◆ SHORT PROBLEM
Show each line of the material below that contains the string "bracelet". Only matches with the same capitalization count.

(Stored records)
■ ■ ■ ■ ■
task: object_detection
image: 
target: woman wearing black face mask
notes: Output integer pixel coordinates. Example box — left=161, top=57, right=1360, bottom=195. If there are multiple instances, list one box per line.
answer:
■ ■ ■ ■ ■
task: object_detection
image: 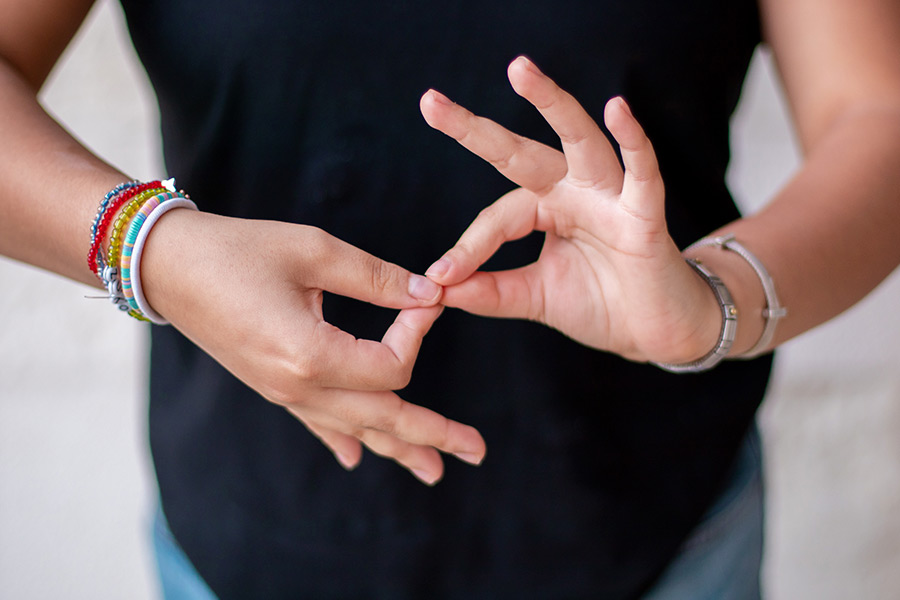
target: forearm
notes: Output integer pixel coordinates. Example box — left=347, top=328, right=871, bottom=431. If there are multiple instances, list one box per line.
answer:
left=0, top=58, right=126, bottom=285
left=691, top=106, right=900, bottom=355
■ ■ ■ ■ ■
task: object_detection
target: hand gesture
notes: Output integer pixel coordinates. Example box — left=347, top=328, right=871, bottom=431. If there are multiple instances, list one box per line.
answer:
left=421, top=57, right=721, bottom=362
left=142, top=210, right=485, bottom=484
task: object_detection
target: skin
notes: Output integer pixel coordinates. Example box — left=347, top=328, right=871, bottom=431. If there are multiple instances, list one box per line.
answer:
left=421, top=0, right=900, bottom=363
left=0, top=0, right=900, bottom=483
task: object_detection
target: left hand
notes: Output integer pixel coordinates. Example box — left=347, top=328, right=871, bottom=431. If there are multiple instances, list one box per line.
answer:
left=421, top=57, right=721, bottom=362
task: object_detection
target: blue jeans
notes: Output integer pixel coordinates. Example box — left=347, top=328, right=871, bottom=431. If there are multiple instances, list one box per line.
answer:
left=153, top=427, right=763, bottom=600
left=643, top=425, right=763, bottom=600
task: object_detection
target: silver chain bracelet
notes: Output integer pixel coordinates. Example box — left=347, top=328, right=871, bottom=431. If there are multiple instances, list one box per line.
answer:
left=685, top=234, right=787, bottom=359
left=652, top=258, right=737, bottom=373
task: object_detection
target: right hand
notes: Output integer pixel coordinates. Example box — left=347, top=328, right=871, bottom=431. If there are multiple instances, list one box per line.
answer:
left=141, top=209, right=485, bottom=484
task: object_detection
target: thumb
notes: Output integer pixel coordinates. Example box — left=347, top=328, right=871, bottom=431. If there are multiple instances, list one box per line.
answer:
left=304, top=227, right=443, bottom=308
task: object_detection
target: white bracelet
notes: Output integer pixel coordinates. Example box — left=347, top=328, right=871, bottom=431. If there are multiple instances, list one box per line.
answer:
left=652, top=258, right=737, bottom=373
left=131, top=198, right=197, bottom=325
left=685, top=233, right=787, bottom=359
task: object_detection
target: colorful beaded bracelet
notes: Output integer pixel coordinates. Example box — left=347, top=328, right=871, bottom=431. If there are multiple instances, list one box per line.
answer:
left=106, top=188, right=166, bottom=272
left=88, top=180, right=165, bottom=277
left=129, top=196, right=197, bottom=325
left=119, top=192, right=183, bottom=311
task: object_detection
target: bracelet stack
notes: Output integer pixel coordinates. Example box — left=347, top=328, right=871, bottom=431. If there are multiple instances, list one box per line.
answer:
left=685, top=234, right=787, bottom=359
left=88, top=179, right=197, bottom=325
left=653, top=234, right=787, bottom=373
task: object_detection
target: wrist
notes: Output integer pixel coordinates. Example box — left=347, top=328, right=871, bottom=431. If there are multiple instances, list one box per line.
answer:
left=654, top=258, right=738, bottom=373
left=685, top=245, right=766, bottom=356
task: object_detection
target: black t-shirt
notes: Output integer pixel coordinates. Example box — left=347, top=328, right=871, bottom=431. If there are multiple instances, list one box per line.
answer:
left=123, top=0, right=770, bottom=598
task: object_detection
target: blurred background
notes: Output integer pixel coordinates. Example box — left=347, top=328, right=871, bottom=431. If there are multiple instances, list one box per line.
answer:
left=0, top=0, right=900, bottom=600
■ ■ ■ ■ ■
◆ THE COMPLETED TASK
target: silver chain bracelet
target: white bracelet
target: colorful beaded bracelet
target: bracelet stack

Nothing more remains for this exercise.